-- Exercise prompt --
Locate every line in the records below that contains the word "window" and copy each one out. Case counts.

-- Exercise materials --

>>>>>

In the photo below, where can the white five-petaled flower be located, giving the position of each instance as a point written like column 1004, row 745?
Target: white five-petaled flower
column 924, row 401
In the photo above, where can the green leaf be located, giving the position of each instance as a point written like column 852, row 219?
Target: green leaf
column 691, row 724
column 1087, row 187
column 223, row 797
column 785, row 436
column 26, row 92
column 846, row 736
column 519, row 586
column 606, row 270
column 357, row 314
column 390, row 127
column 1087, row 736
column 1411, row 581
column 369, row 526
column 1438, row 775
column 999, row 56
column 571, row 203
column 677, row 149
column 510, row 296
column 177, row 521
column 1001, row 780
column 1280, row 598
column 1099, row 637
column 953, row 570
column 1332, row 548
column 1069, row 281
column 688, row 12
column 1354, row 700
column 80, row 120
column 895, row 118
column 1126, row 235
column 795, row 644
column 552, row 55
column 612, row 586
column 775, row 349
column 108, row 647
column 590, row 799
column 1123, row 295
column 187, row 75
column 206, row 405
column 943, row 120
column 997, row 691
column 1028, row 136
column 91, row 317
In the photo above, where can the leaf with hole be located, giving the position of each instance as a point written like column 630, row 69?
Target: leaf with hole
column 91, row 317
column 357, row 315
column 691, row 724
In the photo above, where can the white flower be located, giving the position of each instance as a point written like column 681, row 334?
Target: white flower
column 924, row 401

<<<<<
>>>>>

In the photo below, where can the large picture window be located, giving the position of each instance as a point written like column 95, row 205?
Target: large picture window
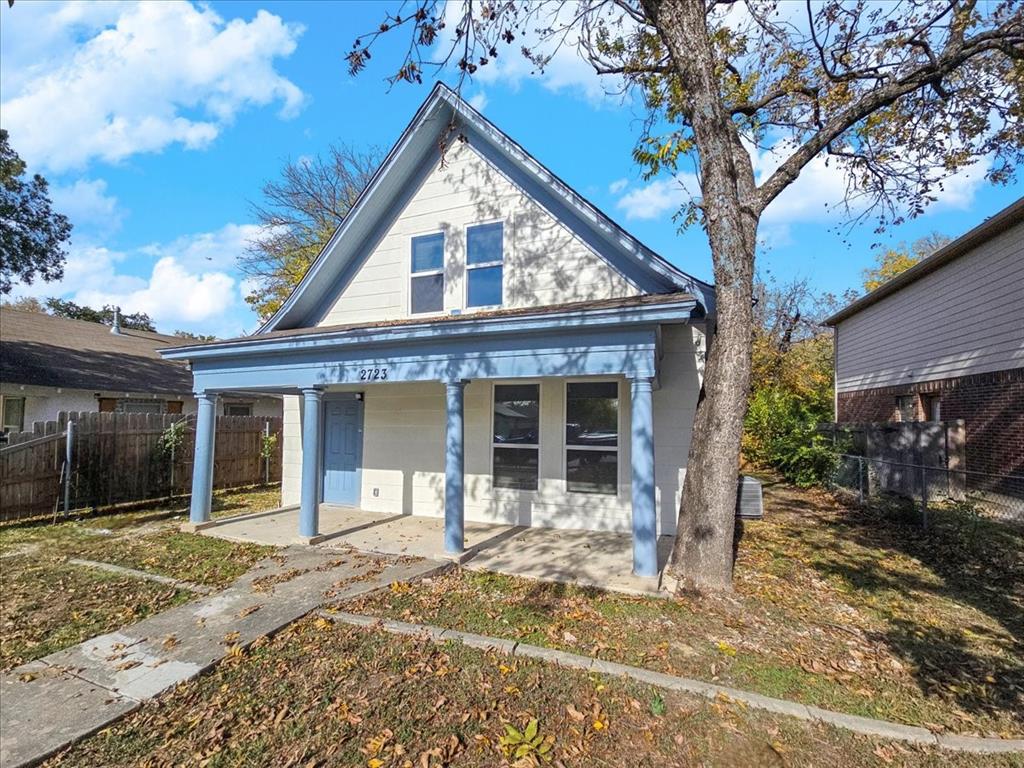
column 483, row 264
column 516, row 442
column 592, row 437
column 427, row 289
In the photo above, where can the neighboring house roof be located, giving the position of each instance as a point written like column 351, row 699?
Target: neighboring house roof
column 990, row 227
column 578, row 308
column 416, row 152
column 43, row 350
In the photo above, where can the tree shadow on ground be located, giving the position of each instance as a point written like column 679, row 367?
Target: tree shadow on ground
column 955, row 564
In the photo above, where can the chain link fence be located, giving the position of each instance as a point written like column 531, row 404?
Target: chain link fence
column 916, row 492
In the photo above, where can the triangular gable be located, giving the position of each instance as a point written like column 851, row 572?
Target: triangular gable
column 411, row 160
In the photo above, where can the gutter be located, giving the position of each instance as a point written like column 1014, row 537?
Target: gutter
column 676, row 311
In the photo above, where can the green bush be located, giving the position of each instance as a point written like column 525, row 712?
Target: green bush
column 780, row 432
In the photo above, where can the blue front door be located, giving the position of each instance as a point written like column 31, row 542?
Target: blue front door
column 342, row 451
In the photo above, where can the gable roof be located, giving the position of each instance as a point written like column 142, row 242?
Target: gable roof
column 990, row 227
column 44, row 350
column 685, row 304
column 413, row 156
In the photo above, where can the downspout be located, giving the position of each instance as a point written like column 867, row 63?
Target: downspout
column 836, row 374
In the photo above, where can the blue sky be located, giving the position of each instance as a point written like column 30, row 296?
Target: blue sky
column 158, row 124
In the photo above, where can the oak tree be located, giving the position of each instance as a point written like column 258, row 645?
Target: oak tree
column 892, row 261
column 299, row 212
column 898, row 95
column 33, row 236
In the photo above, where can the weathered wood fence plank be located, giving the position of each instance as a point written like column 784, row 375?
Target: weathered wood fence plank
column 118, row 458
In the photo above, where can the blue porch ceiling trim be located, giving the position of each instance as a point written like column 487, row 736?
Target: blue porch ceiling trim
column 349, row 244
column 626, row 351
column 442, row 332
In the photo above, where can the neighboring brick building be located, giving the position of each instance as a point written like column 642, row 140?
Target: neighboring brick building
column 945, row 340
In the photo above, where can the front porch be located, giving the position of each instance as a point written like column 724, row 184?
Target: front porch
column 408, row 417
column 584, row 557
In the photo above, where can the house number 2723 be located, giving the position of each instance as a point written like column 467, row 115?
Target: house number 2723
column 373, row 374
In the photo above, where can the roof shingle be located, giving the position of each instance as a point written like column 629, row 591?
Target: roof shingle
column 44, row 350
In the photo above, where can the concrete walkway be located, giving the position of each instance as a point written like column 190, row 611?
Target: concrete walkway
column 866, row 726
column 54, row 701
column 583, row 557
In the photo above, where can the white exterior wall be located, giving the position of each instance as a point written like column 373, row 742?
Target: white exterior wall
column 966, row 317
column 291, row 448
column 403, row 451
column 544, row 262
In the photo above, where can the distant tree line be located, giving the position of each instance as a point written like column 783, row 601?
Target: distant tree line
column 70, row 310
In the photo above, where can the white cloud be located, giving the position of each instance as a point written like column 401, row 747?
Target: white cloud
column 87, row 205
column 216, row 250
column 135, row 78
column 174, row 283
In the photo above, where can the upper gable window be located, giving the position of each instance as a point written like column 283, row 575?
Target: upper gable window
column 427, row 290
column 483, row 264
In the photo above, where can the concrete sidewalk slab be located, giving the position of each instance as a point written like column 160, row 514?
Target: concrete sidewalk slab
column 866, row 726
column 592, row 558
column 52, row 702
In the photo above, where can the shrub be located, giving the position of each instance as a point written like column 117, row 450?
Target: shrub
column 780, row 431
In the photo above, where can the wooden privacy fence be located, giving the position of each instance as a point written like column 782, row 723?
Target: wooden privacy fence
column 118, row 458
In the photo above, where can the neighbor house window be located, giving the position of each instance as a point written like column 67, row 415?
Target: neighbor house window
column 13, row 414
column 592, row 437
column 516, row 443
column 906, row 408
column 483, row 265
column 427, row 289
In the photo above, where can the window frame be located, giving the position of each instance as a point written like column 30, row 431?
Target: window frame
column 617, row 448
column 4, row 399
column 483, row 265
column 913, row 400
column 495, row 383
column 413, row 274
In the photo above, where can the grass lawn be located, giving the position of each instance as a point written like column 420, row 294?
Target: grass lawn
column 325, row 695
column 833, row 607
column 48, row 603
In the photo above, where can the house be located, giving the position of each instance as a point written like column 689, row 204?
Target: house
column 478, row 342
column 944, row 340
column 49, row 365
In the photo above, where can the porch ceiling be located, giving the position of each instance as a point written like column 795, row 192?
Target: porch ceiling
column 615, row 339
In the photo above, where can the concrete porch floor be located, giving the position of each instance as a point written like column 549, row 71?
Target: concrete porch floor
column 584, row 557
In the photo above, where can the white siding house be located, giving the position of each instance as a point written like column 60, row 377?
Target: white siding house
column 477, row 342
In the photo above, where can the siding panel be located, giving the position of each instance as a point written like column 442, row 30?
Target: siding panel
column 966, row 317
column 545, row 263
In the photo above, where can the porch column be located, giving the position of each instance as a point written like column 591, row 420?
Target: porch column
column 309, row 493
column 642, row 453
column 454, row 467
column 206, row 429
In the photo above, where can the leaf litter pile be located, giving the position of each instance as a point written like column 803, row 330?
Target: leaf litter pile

<<<<<

-- Result for this task --
In the photo below, where can the large picture window be located, giving the position of each instance as a point written like column 95, row 205?
Target: large picture window
In the photo above, where can the upper gable window be located, giving the position of each instance as a point written like column 283, row 575?
Target: upper gable window
In the photo above, where can the neighbor house window be located, giving the position of each instance as a point written like column 67, row 415?
Target: neighbor house window
In the photo above, where can the window frame be located, giving the position of each instance as a point written like column 30, row 431?
Target: window frame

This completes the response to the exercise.